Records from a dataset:
============
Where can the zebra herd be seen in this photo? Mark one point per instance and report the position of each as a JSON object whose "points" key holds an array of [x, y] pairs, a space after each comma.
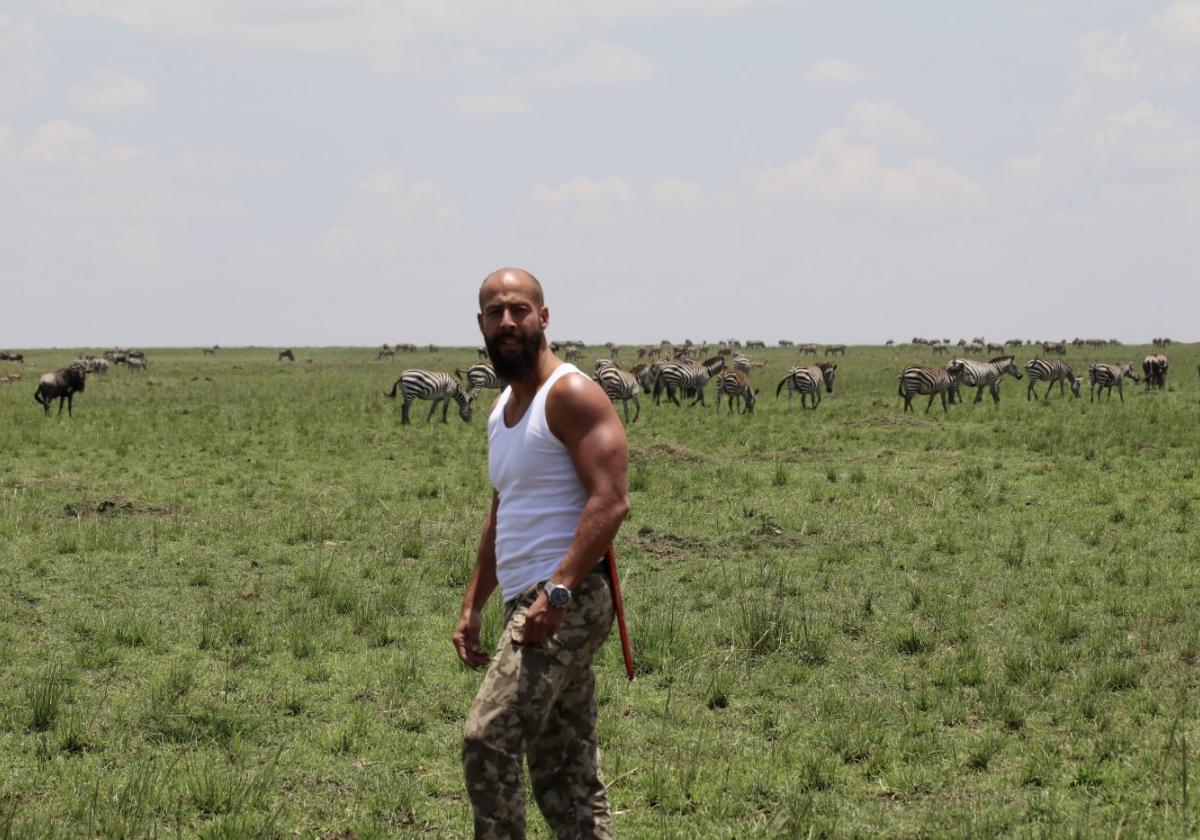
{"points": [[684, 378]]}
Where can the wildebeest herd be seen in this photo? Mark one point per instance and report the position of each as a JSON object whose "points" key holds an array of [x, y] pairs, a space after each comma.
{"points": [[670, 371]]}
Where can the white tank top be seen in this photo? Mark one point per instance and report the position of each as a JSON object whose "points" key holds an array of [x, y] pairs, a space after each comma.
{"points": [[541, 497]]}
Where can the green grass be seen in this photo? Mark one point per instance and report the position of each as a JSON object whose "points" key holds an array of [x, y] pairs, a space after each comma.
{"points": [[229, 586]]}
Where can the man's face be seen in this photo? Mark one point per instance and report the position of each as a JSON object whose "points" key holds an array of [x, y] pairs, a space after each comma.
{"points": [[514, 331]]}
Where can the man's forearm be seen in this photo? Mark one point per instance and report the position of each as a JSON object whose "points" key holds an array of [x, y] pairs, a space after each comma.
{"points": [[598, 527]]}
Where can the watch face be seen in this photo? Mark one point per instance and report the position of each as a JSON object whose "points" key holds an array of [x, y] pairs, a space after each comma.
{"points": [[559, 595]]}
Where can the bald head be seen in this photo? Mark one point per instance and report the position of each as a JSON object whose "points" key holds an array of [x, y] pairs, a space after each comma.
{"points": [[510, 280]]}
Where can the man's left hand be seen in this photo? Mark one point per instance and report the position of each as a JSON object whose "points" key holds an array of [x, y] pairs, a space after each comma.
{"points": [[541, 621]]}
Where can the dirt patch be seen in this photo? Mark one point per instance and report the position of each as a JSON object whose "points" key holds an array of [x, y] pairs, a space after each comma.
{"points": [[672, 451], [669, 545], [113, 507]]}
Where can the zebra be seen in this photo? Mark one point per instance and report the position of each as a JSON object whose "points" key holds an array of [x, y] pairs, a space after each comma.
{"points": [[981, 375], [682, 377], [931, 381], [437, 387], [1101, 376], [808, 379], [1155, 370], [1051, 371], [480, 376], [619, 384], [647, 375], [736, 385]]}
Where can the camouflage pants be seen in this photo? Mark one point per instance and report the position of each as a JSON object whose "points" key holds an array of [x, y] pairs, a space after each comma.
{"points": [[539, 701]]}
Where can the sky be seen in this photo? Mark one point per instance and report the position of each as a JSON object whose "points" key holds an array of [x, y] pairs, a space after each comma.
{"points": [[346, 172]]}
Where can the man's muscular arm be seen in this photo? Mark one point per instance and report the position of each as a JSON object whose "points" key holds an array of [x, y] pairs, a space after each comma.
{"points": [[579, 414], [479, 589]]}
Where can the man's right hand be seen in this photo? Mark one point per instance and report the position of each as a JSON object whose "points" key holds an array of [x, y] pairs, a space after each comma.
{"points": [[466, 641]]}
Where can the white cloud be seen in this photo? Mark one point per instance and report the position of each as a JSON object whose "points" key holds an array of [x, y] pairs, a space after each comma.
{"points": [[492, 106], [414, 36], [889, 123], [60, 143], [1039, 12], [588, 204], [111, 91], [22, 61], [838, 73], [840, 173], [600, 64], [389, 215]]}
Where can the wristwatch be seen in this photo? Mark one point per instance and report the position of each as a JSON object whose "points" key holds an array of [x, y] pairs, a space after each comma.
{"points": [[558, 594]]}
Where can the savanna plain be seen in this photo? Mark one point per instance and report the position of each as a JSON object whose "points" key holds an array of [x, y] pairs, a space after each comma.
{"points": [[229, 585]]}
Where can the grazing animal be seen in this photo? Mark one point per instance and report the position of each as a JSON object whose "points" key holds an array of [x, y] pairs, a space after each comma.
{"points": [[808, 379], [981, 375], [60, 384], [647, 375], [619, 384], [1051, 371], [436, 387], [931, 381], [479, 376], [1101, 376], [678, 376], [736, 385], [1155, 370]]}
============
ABOUT THIS EXERCISE: All the lines above need to be repeated exactly, with no pictures carried over.

WORKED SOLUTION:
Where can the zebra herd be seen in this photo? Mark one point per instance and report the position of each as a JSON object whose "points" key holds an array of [x, y] pairs, a space after each comma.
{"points": [[684, 378]]}
Where can the wildebeest herd be seen in this photo? Mark one point per instance and report the position of each as a JSON object whose "points" key holds an array of [x, y] pairs, a space after each comma.
{"points": [[670, 371]]}
Where can the white tank top be seen in this photo? Mark one point per instance and report the position of each as a JSON object whose "points" key holds an array of [x, y] pairs, a space after each comma.
{"points": [[541, 497]]}
Where can the green grass be seen in this photo? Mark one point per instance and report the position of each as a JSON object whose "points" key holds an array of [x, y] pairs, a space after each comma.
{"points": [[229, 586]]}
Where can the man's face be seen in this photo? Mark one point per instance and report the position of each as a JSON object whose "points" key holds an array of [x, y] pairs, a space after each comma.
{"points": [[514, 331]]}
Where can the man's forearm be seen in this photo? Mark one point per instance and report the position of each as a JSON object whose "points" key holds an array of [x, y] pairs, a space after each comma.
{"points": [[598, 527]]}
Where can the watch face be seen in this photo? Mark one point per instance and report the position of each as a JSON object whose "points" key holds an array of [x, y] pairs, a space after each comma.
{"points": [[559, 595]]}
Where can the bald head be seen in this photo? Mark one point per instance and report the position of each as a JSON object whose "points" key holds an array of [x, y] pairs, a space after each comma.
{"points": [[510, 280]]}
Where can the man's left hand be seen in this photo? Mark one point per instance and report the position of each as a JSON object whose "points" key holds an array of [x, y] pairs, a space after each comma.
{"points": [[541, 621]]}
Where can the dirt patch be seen in this photo? Mark one point per instance and report the position of each as a JSON object whose "points" key holds an array of [x, y] pairs, a space after each comma.
{"points": [[672, 451], [669, 545], [113, 507]]}
Where can the zebra be seen in this photo? Mark one point per instance and report the position of each as a JSON object whose "points" key holds an array of [x, y] pairs, a space after each comma.
{"points": [[981, 375], [682, 377], [931, 381], [437, 387], [1101, 376], [808, 379], [1155, 370], [1051, 371], [480, 376], [619, 384], [647, 375], [736, 385]]}
Where can the camouflage pants be seen in this photo? Mark one point per instance and report the position of each as a JSON object whose "points" key holds an array of [x, y] pairs, a space after each comma.
{"points": [[539, 701]]}
Where can the sky be seen in this photo? Mark one point per instance and report the position of each as a JSON object whose "points" key holds an array of [x, y] pairs, a space after each comma.
{"points": [[346, 172]]}
Where can the man's muscular arm be seen in this photo? Mark one point per instance and report the position of each as a JSON object whose "points" key holds an array of [x, y] pairs, a space after each comma.
{"points": [[579, 414], [479, 589]]}
Where can the man's right hand be seen in this photo? Mark one point per instance and report the position of each as a JSON object whose "points" key holds an array of [x, y] pairs, a space after each comma.
{"points": [[466, 641]]}
Where can the white cloud be seen in this photo? Mark one point per instance and report the position of each as a JSON object whose "points" key holds an array of [x, y] pairs, a space after each comma.
{"points": [[492, 106], [414, 36], [889, 123], [60, 143], [1039, 12], [588, 204], [111, 91], [22, 61], [838, 73], [840, 173], [600, 64], [389, 215]]}
Where can the wristwatch be seen in this photo? Mark one point per instance and report the position of each as a JSON object whose "points" key holds an array of [x, y] pairs, a space after each comma.
{"points": [[558, 594]]}
Where can the savanna plain be seen in this photo? Mark one point per instance and report the position of each as a JSON object whose "points" key holds an array of [x, y] pairs, a space after each comma.
{"points": [[229, 585]]}
Where can the grazing animal be seen in this photo? Mark one point per instance and report the position of each as a JSON object whose "points" key holds an array of [x, y] pairs, a space after each comma.
{"points": [[808, 379], [981, 375], [60, 384], [647, 375], [619, 384], [1051, 371], [436, 387], [931, 381], [479, 376], [1101, 376], [678, 376], [736, 385], [1155, 370]]}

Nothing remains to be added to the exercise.